- **WORK INSTRUCTION**:
The data is to be reproduced in full and without error.

- **SUPPLIED DATA**:

Start of Block

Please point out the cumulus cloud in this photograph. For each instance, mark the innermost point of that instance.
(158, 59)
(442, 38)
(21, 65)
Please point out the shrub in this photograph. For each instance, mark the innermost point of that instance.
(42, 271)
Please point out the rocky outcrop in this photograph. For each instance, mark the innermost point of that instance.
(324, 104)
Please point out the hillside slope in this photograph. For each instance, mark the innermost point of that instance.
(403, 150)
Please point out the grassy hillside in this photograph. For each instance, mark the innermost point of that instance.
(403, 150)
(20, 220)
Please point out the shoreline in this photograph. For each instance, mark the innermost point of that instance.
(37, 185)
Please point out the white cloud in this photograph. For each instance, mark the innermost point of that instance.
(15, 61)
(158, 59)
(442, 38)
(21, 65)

End of Block

- **OUTPUT BELOW**:
Please point out the cumulus cloud in this photograph. For each instance, mark the innermost point of that instance.
(158, 59)
(442, 38)
(21, 65)
Please point out the shrub in this photograph. For each instance, mark the innermost point of that instance.
(42, 271)
Please point out the rocky outcrop in this photograph. For each instance, mark the innermost point of that instance.
(324, 104)
Please point out the hillside slope in this photograph. For each instance, mark the innermost point of that instance.
(403, 150)
Please point out the grassy hillside in this photograph. For each instance, mark the innermost point of that instance.
(403, 150)
(20, 220)
Please point out the shoreline in this photograph. For each instance, mark the innermost point of that instance.
(37, 185)
Please point out the white cloud in this photograph. For each instance, mark the innermost point of that instance.
(15, 61)
(158, 59)
(442, 38)
(21, 65)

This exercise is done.